In the prospectus excerpt on Class A share sales charge waivers, where should a reader look for information on waivers and discounts available through a specific Financial Intermediary?

- DOCUMENT SECTION -
* * *

Certain other registered open-end investment companies whose shares are distributed by the Distributor.
 
Investments made in connection with certain mergers and/or reorganizations as approved by the Adviser.
 
The reinvestment of dividends from Class A shares in additional Class A shares of the Fund.
 
Current employees of financial intermediaries or their affiliates that have executed a selling agreement with the Distributor, such persons’ spouses, children under the age of 21, and trust accounts for which any such person is a beneficiary, as permitted by internal policies of their employer.
 
Investment and institutional clients of the Adviser and its affiliates.
 
Direct purchases of shares by accounts where no Financial Intermediary is specified.
 
Class A shares also are offered at net asset value to investment and institutional clients of the Adviser and its affiliates and direct purchases of shares by accounts where no Financial Intermediary is specified.
Certain waivers may not be available depending on the policies at certain Financial Intermediaries. Please consult your Financial Intermediary for more information. For specific information with respect to sales charge waivers and discounts available through a specific Financial Intermediary, please refer to Appendix A attached to this Prospectus.

* * *

[Stored data entries]
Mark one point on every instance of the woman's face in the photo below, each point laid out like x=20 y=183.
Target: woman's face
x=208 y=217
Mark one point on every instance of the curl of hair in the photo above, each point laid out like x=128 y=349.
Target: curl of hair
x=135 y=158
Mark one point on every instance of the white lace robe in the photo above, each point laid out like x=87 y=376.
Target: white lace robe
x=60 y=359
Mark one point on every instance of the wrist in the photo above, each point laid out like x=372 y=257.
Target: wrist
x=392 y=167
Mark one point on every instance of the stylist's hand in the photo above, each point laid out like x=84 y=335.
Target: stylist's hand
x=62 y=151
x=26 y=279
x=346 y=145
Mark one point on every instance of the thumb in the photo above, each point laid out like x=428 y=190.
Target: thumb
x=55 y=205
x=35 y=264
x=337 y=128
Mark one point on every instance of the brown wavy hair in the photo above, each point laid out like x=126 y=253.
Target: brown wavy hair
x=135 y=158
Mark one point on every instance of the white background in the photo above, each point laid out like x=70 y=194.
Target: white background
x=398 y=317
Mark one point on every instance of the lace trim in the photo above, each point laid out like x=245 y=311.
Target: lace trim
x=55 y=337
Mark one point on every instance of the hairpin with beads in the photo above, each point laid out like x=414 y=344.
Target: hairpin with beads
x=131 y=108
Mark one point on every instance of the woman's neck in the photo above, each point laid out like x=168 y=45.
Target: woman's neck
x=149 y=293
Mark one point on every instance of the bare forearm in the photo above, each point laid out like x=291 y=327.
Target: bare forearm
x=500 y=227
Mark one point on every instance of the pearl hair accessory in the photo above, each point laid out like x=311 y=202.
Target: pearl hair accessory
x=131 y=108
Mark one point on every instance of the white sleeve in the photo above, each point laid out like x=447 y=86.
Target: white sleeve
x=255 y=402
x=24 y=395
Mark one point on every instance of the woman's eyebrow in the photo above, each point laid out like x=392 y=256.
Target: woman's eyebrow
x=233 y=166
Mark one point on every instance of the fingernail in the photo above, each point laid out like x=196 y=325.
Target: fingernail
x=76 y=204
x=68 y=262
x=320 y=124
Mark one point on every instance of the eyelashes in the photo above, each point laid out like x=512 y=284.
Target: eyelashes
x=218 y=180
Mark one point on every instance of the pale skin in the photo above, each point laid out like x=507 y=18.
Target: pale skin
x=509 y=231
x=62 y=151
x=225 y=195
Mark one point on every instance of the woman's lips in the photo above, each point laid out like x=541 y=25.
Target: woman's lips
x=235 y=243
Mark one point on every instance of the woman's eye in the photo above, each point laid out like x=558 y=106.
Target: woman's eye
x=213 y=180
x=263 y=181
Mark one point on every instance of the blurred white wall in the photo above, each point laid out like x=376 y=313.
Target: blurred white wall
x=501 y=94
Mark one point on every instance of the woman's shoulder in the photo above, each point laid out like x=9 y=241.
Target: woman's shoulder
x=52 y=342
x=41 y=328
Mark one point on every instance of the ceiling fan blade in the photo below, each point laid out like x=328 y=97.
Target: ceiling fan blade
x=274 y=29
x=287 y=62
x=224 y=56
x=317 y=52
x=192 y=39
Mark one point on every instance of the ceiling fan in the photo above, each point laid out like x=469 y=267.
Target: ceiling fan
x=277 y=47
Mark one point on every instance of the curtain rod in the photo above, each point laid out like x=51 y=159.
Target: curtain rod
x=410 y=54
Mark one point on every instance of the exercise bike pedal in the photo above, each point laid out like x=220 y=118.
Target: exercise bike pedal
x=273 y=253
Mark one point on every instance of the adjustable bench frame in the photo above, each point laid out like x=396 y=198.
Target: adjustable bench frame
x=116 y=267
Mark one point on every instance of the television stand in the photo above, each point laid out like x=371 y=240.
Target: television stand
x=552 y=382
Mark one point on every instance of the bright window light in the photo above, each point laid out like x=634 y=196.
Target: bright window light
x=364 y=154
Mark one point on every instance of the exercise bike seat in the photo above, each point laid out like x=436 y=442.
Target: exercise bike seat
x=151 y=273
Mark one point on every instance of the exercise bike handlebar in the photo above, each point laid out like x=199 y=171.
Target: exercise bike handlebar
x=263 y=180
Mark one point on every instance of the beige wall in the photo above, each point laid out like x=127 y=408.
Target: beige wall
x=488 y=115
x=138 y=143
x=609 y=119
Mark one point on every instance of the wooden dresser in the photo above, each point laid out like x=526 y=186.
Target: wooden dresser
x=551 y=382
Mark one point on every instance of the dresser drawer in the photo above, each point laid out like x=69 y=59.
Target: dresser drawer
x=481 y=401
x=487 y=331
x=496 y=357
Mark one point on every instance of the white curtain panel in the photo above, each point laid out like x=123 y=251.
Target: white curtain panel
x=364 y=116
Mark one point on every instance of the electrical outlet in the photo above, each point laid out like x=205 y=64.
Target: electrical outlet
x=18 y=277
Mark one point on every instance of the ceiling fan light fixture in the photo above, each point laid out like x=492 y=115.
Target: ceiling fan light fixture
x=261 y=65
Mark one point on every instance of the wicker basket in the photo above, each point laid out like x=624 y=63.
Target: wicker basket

* * *

- REPLY TO THE EXERCISE -
Appendix A attached to the Prospectus.